Starting at the line containing "Practice. Annotate every instance of the shoreline" and ending at the line containing "x=583 y=200", copy that data in full, with each coordinate in the answers multiplied by 1.1 and rounded to a whole number, halves rounded up. All other lines and numbers stay unchanged.
====
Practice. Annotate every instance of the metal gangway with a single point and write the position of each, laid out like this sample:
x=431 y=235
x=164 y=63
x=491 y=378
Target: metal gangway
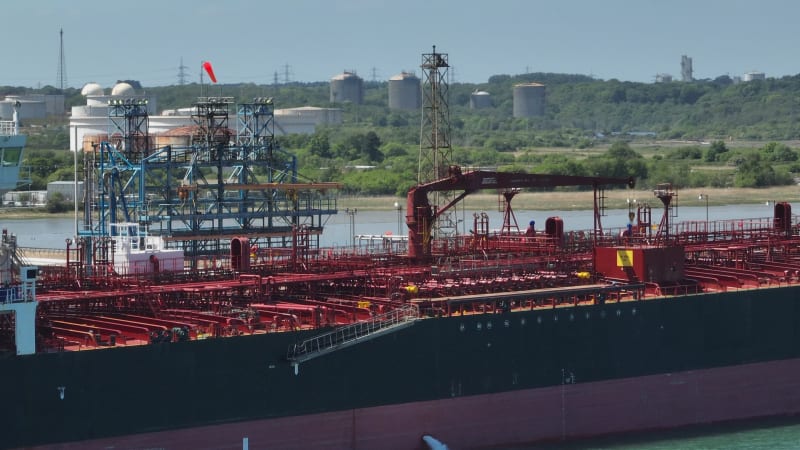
x=351 y=334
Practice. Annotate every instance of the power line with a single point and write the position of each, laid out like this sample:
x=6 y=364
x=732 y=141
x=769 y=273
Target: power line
x=62 y=64
x=182 y=73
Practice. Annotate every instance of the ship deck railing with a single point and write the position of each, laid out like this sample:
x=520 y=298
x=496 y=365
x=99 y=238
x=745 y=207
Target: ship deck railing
x=354 y=333
x=7 y=128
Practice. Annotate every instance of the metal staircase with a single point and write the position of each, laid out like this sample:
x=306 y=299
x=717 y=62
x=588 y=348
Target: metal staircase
x=355 y=333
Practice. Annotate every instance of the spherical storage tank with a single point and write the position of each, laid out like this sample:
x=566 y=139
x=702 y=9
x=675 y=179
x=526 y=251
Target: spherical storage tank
x=529 y=100
x=404 y=92
x=347 y=87
x=480 y=100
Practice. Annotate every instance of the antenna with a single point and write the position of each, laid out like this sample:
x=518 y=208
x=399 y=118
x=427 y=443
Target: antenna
x=182 y=73
x=62 y=64
x=286 y=71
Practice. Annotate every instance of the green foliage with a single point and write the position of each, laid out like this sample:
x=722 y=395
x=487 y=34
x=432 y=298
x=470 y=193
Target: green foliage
x=57 y=203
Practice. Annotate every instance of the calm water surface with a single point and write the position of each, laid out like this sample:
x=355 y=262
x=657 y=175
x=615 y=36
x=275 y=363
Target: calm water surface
x=777 y=434
x=339 y=229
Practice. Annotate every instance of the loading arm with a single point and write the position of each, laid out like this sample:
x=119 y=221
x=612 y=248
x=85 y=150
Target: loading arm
x=420 y=215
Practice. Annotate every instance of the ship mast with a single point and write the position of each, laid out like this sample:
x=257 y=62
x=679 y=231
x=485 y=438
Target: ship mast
x=435 y=152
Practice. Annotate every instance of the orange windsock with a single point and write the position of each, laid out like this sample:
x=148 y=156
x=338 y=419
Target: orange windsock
x=210 y=71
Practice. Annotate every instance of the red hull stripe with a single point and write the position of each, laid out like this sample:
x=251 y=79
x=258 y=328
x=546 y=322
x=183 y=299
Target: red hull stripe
x=553 y=413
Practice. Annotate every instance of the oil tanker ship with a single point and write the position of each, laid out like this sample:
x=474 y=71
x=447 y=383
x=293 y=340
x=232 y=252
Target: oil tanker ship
x=195 y=308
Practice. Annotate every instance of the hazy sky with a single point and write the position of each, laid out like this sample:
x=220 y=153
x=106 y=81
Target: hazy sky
x=251 y=40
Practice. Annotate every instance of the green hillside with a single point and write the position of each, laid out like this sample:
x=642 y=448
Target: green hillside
x=704 y=133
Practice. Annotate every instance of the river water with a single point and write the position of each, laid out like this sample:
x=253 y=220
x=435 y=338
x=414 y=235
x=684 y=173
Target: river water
x=340 y=229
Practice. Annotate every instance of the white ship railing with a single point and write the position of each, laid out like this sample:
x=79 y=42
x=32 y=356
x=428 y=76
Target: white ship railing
x=351 y=334
x=7 y=128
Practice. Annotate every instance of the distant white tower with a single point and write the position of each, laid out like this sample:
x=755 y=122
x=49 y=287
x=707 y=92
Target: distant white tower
x=686 y=68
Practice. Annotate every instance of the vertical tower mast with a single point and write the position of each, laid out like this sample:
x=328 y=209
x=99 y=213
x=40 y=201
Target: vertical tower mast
x=62 y=64
x=435 y=152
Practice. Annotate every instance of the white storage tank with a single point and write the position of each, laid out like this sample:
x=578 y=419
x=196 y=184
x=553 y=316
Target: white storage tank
x=529 y=100
x=405 y=92
x=347 y=87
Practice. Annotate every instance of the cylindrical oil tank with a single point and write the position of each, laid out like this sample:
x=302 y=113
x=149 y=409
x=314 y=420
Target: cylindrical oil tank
x=347 y=87
x=28 y=109
x=240 y=253
x=529 y=100
x=480 y=100
x=404 y=92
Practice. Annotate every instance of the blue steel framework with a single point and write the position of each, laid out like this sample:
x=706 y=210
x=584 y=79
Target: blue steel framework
x=225 y=184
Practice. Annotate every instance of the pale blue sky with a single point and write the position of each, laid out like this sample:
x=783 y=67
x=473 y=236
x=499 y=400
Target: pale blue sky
x=250 y=40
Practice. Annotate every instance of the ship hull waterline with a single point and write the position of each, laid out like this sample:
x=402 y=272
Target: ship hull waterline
x=566 y=412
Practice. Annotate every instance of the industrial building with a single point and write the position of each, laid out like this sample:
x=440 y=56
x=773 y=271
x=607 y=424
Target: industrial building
x=529 y=100
x=89 y=123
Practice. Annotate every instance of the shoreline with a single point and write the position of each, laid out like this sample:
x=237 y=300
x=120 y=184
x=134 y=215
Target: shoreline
x=535 y=201
x=583 y=200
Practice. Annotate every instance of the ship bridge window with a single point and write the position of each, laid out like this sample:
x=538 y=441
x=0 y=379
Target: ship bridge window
x=10 y=156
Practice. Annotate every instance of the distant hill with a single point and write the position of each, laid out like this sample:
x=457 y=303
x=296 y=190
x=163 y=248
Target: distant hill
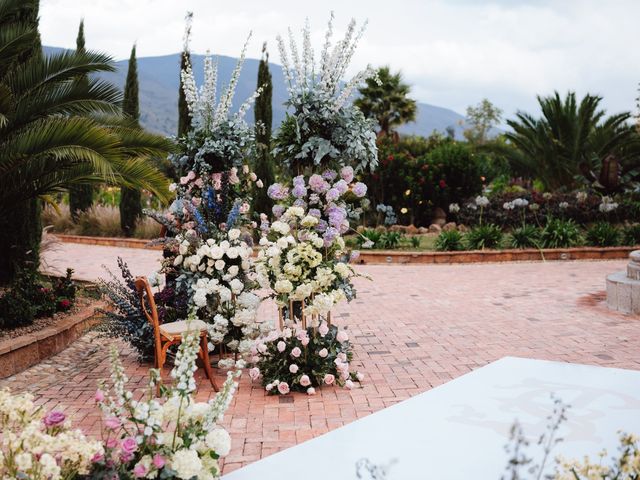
x=159 y=78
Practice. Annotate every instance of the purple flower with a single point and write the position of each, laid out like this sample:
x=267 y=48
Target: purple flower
x=318 y=184
x=359 y=189
x=277 y=192
x=341 y=186
x=347 y=174
x=299 y=191
x=277 y=210
x=329 y=175
x=298 y=181
x=329 y=236
x=54 y=418
x=333 y=194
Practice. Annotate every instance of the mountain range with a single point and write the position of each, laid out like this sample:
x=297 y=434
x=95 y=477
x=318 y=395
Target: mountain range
x=158 y=79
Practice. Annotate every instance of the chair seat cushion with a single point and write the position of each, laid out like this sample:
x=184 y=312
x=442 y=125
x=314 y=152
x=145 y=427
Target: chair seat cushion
x=182 y=326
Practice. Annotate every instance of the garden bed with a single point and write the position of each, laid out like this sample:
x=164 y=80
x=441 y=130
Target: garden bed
x=380 y=257
x=45 y=338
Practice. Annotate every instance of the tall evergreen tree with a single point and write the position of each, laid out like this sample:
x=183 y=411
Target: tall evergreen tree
x=184 y=120
x=130 y=198
x=80 y=196
x=263 y=121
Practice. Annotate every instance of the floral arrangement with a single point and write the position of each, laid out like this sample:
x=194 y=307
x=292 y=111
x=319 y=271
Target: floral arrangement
x=324 y=128
x=172 y=436
x=303 y=261
x=217 y=278
x=39 y=446
x=301 y=359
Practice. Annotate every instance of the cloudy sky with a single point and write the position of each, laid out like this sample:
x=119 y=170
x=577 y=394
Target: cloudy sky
x=452 y=52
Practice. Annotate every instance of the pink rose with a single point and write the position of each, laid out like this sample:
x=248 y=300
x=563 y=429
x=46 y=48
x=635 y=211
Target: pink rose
x=139 y=470
x=112 y=423
x=323 y=329
x=158 y=461
x=283 y=388
x=129 y=445
x=54 y=418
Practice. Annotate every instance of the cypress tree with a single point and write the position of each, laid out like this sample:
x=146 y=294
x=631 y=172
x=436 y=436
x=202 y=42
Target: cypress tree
x=80 y=196
x=130 y=198
x=263 y=120
x=21 y=226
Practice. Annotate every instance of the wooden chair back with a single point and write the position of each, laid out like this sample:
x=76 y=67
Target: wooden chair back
x=148 y=306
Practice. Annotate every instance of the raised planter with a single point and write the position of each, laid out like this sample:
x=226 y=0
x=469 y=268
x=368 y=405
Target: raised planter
x=18 y=354
x=108 y=241
x=395 y=257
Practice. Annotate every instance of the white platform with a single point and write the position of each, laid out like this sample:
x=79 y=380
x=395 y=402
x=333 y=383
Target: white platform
x=458 y=430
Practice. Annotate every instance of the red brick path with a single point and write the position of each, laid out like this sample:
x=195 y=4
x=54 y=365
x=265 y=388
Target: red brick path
x=413 y=327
====
Correct response:
Practice. Annotate every instance of the shoreline with a single point and write the position of each, laid out like this sample:
x=237 y=300
x=120 y=184
x=134 y=215
Target: shoreline
x=589 y=221
x=641 y=220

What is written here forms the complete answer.